**Material for the task:**
= = = = = = =
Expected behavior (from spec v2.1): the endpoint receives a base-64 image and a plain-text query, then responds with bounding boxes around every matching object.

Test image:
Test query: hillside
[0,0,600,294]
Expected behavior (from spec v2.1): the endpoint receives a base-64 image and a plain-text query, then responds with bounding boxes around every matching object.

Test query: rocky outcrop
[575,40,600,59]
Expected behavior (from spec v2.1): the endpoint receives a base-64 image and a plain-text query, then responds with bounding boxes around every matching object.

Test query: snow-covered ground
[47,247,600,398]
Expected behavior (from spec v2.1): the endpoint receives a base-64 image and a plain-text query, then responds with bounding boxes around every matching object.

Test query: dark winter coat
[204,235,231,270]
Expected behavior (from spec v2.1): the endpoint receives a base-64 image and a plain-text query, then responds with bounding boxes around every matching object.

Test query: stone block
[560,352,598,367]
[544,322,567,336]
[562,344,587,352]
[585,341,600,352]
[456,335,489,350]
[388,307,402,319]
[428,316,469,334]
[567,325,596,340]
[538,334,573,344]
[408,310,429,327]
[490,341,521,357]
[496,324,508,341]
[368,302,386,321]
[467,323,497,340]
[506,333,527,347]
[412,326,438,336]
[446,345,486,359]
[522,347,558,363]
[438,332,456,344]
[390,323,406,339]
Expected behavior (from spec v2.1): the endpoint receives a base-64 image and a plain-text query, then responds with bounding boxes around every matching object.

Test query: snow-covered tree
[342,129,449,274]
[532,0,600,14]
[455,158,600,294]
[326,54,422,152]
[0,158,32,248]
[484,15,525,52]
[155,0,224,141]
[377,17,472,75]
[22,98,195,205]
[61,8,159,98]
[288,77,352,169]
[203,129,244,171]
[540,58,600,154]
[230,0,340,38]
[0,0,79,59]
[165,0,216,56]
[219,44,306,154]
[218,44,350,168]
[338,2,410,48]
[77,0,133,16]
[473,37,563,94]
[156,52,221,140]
= = = = = = =
**Stated goal:** Please rewrite all the records above, changing every "Test query" to "Search query" and leaving everything else unchanged.

**Solution for this task:**
Expected behavior (from spec v2.1): the endpoint receives a base-64 image and a plain-text query, then responds with bounding boxes around every matching object.

Test image:
Search query: hillside
[0,0,600,294]
Expected behavior (from spec v2.1): the endpoint receives a base-64 image and a plain-text query, then responds with bounding boxes around every matching object.

Search query: rocky outcrop
[575,40,600,59]
Expected behavior (from spec v2.1): the endpoint receives a base-64 image and a plain-text query, then responds with bounding boxes around every matching object.

Search query: snow-covered ground
[47,247,600,398]
Expected behavior (from spec v2.1): the endpoint receives a base-64 image and a plain-text query, then responds with bounding boxes around every matching object.

Search query: dark winter coat
[204,235,231,270]
Expected behavior (from spec v2.1): the endpoint receives a base-64 image and a plain-text query, then responds with bounding boxes around every matching object.

Search query: stone block
[560,352,598,367]
[544,322,567,336]
[562,344,587,352]
[585,341,600,352]
[456,335,489,350]
[388,307,402,319]
[428,316,469,334]
[567,325,596,340]
[538,334,573,344]
[408,310,429,327]
[490,341,521,357]
[496,324,508,341]
[368,302,386,321]
[467,323,497,340]
[506,333,527,347]
[412,326,438,336]
[446,345,486,359]
[522,347,558,363]
[438,332,456,344]
[390,323,406,339]
Expected behavior (from spec v2.1): the endpoint receives a base-64 image and a plain-text query, then responds with bounding boxes around every matching object.

Search query: snow-covered tree
[342,129,449,274]
[532,0,600,14]
[455,158,600,294]
[326,54,422,152]
[0,158,32,248]
[484,15,525,52]
[155,0,224,141]
[377,17,472,75]
[22,98,195,205]
[61,8,159,98]
[288,77,352,169]
[203,129,244,171]
[540,58,600,154]
[230,0,340,38]
[0,0,79,59]
[165,0,216,56]
[219,44,306,154]
[218,44,350,168]
[338,2,410,48]
[77,0,133,16]
[473,37,563,94]
[156,52,221,140]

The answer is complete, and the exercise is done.